Your task: Reproduce word for word the part of the article on the police K-9 donation that runs from "In addition, the" to "working a case.".

(Passage provided begins)

CHAGRIN FALLS — A $30,000 donation designated for purchase and training of a K-9 officer was discussed then recommended to Village Council by its Safety Committee on Monday.
Chagrin Falls police Lt. Jason Weiskopf presented the information along with officer Dennis Nyce who will serve as the human “handler” half of the team.
With the donor’s permission, the lieutenant said township resident Matt Brandenburg, CEO of the Prince & Izant Companies, has made it possible for the department to follow through on a 2016 plan to add a K-9 unit to the department.
The lieutenant said the dog, which has not yet been chosen by the trainers, will be trained specifically for his Chagrin Falls environment and the kinds of calls he and Officer Nyce would answer including tracking lost or runaway children and suicide situations when tracking is accomplished more efficiently by a dog than the slower moving humans.
Lt. Weiskopf recalled a call to find a missing person who had threatened to harm himself and was believed to be somewhere in Whitesburg Nature Preserve.
“That is a vast endless place when you are on foot. In those cases, it is efficient using the dog who can sniff out the person’s location.”
In addition, the dog will be a good will ambassador walking down Main Street on a busy Saturday afternoon, at the village fairs, outdoor concerts and other public events. To that end, the dog will be trained as low keyed and approachable in public but all business when he is working a case.
Lt. Weiskopf added that the dog can be trained for drug sniffing, but will not be trained for marijuana “since it has all but become decriminalized and once they are trained they cannot be untrained,” he added.
The K-9 Unit costs have been determined as follows.
Police dog training facility Shallow Creek Kennels near Youngstown will supply the dog and six-week dog and man training course, plus most of the required equipment and care of the dog. That cost is $15,500 including some additional training.
A low mileage 2017 unmarked police car will serve as the rolling part of the K-9 unit. The cost of outfitting it with proper markings and electronic equipment is $12,125 totaling $27,625 with more than $2,000 left.

(Passage provided ends)
(Recorded information begins)

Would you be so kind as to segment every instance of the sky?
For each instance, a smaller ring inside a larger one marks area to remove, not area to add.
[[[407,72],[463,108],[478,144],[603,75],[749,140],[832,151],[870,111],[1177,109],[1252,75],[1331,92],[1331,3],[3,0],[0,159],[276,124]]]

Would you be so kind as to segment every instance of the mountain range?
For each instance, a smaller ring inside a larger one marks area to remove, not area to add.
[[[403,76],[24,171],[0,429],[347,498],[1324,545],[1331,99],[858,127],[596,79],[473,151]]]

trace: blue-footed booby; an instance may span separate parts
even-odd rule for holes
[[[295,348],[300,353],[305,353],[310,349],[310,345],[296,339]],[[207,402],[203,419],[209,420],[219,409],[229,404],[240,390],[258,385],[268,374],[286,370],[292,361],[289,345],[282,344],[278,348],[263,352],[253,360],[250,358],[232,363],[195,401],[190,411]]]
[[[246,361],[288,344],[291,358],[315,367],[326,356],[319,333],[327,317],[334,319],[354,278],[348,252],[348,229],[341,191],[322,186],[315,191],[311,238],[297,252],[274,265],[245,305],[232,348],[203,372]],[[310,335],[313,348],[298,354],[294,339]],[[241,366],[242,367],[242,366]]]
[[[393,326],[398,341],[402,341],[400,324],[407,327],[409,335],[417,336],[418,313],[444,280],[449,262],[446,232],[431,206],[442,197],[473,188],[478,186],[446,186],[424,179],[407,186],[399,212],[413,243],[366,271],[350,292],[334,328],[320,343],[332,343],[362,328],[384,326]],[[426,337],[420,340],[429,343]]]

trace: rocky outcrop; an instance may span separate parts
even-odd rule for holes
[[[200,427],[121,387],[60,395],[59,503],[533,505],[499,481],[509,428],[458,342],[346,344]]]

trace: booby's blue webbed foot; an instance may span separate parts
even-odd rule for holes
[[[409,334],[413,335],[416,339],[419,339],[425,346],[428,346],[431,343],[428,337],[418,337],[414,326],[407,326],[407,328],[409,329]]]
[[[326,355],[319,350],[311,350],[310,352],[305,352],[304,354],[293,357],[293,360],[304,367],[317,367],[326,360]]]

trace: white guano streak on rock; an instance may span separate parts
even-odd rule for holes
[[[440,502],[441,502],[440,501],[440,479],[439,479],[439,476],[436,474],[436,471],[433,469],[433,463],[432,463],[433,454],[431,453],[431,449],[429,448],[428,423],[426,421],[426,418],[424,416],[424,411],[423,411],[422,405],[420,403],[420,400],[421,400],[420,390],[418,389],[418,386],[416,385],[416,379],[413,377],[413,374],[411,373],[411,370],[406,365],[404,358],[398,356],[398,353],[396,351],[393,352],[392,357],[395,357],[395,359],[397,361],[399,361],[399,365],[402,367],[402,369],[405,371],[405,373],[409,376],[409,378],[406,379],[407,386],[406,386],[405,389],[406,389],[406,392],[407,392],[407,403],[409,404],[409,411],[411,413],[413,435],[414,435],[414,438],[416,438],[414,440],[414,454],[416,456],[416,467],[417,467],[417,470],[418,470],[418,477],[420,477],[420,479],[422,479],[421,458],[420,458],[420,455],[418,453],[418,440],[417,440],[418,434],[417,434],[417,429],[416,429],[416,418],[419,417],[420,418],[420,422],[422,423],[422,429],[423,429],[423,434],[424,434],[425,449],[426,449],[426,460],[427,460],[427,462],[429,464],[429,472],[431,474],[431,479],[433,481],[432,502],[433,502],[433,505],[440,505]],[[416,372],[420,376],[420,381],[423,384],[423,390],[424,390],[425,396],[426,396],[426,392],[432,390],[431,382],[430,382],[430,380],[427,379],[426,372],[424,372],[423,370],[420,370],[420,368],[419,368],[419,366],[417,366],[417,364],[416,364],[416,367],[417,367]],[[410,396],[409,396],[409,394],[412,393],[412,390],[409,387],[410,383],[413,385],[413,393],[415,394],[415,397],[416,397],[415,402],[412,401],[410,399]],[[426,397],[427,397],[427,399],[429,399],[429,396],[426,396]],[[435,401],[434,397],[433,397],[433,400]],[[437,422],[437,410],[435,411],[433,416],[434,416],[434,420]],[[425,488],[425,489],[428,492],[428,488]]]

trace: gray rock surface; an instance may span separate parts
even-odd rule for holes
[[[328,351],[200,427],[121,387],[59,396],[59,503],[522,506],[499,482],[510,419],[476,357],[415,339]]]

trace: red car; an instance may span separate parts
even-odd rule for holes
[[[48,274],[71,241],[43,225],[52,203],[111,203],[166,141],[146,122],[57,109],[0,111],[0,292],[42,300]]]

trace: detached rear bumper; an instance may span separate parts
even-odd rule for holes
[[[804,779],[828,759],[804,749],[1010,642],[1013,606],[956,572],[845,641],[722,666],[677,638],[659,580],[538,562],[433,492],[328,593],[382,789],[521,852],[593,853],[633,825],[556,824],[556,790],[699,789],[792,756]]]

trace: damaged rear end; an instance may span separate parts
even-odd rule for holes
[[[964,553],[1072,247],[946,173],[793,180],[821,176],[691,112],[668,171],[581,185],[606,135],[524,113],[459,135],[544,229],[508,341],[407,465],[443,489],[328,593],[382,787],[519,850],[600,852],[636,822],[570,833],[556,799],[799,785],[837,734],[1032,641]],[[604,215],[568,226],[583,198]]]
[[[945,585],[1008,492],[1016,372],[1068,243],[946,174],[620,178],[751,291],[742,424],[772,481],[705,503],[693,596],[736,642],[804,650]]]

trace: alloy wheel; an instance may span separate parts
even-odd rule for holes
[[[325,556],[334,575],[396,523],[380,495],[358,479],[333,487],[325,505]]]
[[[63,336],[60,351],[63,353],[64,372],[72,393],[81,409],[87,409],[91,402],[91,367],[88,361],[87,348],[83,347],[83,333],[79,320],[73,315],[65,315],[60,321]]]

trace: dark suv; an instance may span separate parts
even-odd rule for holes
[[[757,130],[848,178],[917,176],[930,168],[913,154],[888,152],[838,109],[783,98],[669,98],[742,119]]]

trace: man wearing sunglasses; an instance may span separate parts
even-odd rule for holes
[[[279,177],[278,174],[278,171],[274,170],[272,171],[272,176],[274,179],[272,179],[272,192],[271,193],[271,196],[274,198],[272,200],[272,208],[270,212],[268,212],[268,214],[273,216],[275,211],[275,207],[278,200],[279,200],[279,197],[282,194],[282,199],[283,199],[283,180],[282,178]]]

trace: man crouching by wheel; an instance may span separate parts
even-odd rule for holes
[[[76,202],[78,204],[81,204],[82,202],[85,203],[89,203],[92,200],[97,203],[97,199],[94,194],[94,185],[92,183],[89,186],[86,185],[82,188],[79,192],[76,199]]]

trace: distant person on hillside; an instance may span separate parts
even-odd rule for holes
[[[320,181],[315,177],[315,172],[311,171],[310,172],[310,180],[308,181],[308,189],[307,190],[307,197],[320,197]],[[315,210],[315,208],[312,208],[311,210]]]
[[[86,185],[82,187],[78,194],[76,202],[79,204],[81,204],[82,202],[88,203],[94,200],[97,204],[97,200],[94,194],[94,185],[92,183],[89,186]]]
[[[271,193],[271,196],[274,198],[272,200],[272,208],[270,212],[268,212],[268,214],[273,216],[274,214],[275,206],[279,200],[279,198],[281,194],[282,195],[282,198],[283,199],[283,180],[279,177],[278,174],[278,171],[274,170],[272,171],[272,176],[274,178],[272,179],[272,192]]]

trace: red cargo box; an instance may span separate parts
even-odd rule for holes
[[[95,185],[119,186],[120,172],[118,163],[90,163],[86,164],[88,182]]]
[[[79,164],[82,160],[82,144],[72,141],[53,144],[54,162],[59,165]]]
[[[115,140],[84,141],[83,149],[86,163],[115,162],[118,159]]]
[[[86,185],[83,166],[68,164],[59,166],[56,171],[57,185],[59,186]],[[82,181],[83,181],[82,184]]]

(Recorded information ends)

Answer area:
In addition, the dog will be a good will ambassador walking down Main Street on a busy Saturday afternoon, at the village fairs, outdoor concerts and other public events. To that end, the dog will be trained as low keyed and approachable in public but all business when he is working a case.